(Labeled area outline entries)
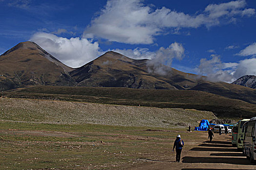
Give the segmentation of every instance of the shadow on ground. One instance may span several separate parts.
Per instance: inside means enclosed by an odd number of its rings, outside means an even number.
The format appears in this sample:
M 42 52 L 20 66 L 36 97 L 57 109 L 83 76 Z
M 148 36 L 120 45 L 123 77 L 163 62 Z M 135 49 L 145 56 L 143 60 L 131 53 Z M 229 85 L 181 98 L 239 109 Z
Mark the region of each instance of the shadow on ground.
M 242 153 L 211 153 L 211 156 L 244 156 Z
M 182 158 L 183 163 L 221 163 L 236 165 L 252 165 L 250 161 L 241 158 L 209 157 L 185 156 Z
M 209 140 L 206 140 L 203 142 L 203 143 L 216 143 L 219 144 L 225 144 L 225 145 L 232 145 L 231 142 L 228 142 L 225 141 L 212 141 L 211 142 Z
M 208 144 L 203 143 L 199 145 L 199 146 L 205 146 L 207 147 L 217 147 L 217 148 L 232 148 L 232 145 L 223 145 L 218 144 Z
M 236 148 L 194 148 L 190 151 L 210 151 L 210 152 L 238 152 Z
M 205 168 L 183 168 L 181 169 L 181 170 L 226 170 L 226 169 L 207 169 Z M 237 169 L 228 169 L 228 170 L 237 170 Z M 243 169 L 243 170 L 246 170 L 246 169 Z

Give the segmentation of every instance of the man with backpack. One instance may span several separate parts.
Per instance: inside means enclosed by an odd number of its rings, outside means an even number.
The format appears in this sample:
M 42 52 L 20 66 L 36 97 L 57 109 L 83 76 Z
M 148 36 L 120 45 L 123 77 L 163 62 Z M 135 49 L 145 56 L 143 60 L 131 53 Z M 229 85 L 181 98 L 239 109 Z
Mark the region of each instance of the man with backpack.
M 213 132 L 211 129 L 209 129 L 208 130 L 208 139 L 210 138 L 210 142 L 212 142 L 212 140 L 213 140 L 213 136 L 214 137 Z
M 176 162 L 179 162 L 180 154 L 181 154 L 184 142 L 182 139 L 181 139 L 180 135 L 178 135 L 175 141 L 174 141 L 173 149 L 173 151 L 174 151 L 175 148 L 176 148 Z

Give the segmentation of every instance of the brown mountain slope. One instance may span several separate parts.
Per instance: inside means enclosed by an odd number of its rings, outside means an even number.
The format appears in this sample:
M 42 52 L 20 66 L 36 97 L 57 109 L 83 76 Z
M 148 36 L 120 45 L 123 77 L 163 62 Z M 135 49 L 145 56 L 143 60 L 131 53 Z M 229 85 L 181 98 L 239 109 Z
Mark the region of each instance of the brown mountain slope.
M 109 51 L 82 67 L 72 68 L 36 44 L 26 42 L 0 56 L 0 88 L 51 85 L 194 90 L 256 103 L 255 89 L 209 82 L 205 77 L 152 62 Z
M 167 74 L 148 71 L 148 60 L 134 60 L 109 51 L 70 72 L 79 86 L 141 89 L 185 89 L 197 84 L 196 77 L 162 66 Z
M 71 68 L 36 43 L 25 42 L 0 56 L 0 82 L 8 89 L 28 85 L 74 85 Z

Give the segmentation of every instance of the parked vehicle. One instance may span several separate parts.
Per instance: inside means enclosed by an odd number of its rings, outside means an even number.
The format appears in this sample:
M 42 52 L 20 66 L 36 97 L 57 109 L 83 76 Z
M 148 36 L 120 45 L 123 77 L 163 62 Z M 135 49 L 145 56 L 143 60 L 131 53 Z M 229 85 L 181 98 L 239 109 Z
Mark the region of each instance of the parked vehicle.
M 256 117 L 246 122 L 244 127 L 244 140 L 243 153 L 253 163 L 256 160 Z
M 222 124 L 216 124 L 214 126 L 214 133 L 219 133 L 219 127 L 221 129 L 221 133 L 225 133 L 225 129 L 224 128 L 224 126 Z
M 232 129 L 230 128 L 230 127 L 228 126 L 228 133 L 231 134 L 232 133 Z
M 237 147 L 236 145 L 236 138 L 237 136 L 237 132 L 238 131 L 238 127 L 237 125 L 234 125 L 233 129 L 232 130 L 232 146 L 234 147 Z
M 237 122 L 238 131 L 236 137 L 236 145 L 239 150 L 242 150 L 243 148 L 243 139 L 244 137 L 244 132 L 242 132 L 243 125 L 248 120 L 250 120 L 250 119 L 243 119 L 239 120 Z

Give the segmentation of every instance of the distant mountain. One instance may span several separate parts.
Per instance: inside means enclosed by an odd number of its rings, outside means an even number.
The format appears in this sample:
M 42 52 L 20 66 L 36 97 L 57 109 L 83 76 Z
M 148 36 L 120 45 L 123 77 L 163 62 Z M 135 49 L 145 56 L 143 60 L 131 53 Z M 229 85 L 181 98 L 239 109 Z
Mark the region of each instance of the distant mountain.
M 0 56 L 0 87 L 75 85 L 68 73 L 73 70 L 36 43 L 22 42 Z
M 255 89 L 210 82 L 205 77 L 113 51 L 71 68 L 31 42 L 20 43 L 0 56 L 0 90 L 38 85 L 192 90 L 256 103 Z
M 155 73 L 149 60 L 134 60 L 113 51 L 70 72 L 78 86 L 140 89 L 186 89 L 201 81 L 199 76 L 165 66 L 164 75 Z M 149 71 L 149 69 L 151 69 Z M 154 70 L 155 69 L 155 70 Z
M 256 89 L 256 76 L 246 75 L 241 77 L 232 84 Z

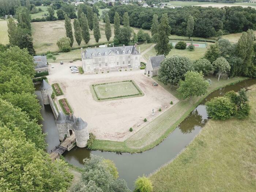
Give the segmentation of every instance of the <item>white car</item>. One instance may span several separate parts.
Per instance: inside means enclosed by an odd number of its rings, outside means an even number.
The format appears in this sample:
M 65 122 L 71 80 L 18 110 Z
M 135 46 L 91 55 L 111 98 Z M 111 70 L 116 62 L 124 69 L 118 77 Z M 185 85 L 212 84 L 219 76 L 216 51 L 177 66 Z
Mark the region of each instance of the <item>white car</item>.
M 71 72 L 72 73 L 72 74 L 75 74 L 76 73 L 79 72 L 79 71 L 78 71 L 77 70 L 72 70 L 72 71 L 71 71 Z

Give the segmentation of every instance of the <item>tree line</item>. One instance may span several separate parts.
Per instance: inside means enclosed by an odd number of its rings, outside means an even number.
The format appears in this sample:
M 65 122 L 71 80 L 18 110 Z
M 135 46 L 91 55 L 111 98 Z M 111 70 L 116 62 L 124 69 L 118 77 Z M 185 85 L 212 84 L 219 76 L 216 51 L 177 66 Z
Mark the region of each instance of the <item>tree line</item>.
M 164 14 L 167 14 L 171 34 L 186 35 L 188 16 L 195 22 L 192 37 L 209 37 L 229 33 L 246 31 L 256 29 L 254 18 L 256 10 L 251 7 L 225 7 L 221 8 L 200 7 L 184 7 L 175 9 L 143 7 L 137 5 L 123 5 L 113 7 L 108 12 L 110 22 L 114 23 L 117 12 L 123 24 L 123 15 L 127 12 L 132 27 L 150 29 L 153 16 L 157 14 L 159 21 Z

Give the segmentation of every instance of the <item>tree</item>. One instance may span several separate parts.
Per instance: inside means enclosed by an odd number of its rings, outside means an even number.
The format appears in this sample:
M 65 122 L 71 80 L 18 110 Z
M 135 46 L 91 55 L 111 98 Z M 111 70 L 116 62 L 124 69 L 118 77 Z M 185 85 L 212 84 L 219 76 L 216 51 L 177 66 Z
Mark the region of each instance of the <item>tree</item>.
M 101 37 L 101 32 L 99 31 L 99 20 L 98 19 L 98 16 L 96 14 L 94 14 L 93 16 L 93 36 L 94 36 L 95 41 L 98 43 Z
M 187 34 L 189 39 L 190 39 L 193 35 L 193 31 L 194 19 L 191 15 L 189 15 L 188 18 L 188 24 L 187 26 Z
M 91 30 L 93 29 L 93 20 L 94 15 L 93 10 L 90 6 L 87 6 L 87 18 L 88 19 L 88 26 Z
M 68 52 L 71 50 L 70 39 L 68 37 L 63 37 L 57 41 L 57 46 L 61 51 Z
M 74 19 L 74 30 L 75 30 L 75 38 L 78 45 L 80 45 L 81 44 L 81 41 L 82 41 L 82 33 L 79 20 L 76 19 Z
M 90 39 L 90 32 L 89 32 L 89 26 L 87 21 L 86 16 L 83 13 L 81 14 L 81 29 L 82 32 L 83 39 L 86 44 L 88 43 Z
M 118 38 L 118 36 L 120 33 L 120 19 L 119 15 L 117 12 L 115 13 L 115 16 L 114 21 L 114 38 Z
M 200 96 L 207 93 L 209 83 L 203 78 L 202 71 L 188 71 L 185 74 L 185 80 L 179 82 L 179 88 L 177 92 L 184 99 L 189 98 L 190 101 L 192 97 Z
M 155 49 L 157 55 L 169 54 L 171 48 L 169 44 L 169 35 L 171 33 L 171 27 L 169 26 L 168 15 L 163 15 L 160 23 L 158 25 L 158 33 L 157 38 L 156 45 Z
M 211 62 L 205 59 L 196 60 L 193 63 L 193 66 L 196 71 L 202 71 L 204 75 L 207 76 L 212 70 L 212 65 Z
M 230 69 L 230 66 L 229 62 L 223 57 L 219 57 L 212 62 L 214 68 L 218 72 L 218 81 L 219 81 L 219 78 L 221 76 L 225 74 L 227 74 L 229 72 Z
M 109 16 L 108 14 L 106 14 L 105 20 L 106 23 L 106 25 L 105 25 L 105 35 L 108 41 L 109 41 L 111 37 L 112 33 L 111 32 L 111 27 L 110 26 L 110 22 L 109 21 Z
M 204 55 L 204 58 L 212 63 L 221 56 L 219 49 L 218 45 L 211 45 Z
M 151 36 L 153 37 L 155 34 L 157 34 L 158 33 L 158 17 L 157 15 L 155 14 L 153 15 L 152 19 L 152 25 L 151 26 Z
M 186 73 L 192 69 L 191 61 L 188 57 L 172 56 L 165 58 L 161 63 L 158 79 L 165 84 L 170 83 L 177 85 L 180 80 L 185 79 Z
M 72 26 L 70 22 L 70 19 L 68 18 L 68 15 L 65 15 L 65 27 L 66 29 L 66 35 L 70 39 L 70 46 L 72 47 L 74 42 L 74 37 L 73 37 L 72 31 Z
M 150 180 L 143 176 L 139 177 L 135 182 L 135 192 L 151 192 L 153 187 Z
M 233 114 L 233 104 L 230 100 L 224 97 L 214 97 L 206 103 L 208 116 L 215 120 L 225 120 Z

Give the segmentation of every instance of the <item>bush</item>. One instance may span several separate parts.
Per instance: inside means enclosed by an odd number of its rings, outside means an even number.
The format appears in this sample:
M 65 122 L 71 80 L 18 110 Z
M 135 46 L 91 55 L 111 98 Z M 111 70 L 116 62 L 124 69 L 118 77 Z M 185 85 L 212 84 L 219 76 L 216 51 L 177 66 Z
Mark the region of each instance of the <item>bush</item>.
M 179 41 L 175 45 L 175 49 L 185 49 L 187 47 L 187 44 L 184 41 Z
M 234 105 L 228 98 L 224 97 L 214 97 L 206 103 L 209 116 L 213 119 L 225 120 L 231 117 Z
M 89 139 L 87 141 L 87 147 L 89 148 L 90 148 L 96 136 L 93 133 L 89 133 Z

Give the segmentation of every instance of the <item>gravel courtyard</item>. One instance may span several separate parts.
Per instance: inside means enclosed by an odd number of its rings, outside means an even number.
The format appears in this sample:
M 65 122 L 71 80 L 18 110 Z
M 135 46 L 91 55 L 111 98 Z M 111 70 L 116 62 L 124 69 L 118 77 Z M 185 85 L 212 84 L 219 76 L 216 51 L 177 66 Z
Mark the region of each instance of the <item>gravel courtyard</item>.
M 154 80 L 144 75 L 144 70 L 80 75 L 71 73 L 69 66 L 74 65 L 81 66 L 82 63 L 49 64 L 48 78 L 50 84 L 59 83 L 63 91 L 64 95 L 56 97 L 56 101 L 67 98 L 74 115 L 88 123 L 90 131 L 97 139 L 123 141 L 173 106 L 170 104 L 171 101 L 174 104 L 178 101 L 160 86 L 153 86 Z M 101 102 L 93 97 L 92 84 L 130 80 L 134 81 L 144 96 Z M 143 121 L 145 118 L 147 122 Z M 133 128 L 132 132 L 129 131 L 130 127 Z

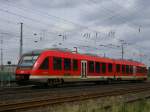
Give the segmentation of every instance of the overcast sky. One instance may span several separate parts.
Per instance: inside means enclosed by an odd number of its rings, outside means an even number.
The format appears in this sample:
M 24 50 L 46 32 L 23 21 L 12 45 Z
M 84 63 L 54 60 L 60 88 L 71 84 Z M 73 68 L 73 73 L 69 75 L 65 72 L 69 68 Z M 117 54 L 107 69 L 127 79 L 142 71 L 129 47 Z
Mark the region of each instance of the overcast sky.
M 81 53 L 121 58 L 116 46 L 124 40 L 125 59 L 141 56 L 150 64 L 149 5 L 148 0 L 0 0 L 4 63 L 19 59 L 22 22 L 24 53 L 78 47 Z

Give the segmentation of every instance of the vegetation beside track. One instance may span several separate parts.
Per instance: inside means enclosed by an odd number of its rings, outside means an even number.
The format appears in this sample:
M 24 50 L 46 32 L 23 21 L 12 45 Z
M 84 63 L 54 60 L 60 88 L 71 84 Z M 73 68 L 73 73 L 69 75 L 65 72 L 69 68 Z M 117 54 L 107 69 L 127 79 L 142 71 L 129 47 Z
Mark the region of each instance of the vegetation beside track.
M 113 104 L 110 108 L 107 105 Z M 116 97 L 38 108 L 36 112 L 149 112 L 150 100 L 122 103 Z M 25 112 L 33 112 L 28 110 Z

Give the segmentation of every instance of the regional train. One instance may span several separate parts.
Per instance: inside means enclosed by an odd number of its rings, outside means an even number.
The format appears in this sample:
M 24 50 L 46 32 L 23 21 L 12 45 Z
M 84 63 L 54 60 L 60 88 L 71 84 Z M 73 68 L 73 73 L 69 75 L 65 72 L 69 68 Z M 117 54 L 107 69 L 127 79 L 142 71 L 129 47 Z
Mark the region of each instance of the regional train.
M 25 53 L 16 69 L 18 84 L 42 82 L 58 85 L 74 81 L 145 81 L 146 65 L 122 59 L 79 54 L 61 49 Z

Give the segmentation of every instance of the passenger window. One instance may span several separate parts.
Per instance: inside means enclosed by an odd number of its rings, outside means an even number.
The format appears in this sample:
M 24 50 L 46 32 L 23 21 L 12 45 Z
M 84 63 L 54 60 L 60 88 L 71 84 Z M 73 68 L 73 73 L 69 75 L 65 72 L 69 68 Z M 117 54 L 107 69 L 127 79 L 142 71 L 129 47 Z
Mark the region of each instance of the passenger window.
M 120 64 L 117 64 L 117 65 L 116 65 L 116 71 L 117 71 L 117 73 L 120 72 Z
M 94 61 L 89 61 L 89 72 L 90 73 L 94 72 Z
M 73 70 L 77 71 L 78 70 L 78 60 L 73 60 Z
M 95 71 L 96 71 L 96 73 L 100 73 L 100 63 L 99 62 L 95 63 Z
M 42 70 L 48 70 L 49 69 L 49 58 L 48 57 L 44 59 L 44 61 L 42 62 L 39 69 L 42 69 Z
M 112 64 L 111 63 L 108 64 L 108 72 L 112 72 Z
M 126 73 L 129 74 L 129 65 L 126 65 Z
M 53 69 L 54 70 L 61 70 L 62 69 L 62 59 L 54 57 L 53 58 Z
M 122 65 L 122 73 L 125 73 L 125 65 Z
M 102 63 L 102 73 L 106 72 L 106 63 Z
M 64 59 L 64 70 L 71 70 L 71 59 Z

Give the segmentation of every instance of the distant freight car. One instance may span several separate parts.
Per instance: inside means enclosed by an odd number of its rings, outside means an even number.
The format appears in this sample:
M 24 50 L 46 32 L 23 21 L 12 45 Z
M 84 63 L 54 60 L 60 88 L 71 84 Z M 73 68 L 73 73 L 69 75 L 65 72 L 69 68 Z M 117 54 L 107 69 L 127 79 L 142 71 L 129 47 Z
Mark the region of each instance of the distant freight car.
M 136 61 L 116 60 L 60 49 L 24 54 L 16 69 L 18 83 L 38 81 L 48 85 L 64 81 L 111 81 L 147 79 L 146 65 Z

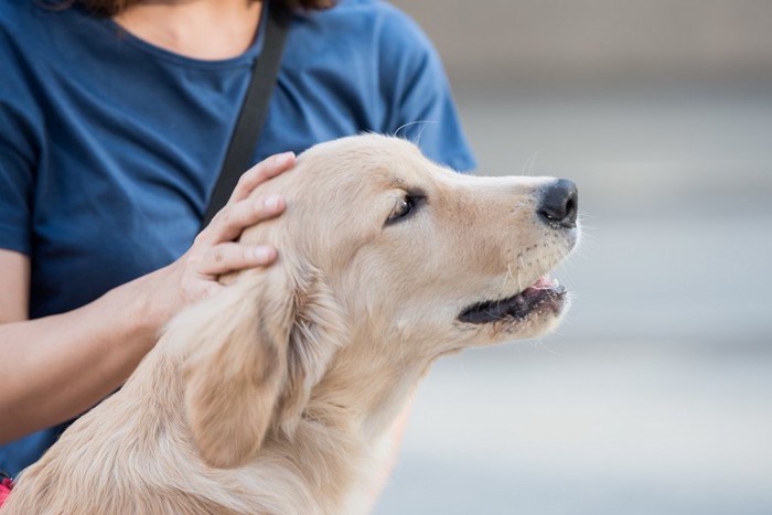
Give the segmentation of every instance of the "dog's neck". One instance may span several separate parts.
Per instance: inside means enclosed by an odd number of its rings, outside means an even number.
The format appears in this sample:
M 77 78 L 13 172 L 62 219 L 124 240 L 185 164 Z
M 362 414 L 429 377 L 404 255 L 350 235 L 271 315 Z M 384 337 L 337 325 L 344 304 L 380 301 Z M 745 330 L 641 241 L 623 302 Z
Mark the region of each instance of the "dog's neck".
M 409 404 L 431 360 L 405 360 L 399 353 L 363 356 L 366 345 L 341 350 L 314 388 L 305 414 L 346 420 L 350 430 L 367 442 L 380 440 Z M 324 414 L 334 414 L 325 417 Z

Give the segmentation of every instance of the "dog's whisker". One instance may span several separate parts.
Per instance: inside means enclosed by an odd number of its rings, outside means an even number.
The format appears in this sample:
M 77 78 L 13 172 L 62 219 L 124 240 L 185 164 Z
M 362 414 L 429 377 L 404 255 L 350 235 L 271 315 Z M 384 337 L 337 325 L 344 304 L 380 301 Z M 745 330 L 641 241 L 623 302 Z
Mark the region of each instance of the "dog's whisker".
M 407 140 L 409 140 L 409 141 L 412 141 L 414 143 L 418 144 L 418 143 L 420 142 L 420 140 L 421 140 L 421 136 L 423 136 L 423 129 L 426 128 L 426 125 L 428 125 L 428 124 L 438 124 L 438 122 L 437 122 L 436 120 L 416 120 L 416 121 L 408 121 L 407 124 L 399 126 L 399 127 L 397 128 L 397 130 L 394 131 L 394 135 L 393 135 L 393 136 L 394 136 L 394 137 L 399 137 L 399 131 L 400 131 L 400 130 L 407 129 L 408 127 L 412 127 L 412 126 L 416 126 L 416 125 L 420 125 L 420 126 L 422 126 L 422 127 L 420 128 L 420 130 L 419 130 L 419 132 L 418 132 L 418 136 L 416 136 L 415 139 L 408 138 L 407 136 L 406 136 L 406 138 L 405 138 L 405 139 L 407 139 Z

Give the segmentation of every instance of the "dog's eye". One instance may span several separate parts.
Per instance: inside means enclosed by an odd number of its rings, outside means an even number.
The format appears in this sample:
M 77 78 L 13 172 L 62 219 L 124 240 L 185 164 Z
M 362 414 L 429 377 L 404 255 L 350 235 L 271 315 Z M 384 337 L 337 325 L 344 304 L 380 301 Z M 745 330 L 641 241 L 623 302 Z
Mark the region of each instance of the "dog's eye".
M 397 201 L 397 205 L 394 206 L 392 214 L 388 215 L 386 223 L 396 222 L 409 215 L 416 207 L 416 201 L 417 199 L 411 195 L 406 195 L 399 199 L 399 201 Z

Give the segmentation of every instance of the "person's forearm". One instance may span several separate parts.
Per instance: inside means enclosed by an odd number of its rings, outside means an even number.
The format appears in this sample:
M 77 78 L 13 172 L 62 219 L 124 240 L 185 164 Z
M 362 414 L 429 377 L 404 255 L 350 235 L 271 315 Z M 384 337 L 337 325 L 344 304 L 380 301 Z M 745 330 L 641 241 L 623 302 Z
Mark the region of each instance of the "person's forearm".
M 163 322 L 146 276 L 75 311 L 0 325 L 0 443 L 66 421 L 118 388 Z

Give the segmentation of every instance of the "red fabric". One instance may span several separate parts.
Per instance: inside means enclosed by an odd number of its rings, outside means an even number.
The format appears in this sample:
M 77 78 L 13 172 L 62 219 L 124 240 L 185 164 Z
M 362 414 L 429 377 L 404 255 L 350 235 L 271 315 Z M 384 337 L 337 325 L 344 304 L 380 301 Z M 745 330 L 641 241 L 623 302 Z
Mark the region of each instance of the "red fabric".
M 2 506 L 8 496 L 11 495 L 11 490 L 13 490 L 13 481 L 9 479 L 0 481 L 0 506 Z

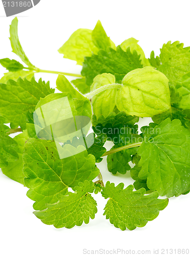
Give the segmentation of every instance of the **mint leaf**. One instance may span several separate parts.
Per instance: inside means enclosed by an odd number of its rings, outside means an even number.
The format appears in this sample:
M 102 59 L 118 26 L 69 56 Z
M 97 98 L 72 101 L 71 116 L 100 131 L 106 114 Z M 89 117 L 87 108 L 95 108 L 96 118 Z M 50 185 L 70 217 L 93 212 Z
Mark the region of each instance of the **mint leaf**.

→ **Job**
Extract every line in the entries above that contains the string "parked", matching case exactly.

→ **Worked solution**
Give the segmentation of every instance of the parked vehicle. One instance may span several separate parts.
Mark the region of each instance of the parked vehicle.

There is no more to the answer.